Problem description:
Among the entries below, find each line holding "concrete" and return it.

[Collected data entries]
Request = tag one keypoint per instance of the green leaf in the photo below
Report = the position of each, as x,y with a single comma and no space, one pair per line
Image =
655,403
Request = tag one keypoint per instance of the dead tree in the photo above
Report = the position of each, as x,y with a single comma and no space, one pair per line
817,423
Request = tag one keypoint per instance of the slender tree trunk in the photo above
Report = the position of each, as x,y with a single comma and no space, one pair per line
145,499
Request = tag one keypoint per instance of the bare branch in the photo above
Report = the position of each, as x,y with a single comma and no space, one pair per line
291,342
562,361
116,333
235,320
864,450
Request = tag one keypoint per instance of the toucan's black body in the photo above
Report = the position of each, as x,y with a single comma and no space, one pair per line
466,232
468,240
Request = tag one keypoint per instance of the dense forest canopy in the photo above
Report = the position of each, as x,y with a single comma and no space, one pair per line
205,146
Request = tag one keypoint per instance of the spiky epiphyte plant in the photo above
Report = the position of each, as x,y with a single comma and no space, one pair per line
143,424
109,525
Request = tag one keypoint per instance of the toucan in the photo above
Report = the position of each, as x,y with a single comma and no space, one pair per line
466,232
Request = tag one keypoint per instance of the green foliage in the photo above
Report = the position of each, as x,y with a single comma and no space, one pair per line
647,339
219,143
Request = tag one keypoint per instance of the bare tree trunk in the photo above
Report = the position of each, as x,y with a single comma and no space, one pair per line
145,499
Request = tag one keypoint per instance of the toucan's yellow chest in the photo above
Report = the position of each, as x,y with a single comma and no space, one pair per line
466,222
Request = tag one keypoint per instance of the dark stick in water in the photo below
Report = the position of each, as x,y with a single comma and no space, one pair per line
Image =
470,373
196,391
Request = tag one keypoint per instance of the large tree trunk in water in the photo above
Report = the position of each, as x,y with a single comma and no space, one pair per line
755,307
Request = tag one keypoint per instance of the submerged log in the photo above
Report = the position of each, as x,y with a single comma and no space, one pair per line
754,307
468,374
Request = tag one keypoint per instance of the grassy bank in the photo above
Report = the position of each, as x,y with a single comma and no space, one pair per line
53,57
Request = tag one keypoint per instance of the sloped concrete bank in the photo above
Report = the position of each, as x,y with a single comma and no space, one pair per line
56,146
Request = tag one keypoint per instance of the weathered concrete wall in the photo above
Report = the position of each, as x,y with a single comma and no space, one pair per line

Task solution:
Request = tag one keypoint per instance of the sloped concrete bank in the photo above
Request = tag one keypoint per instance of the weathered concrete wall in the photo above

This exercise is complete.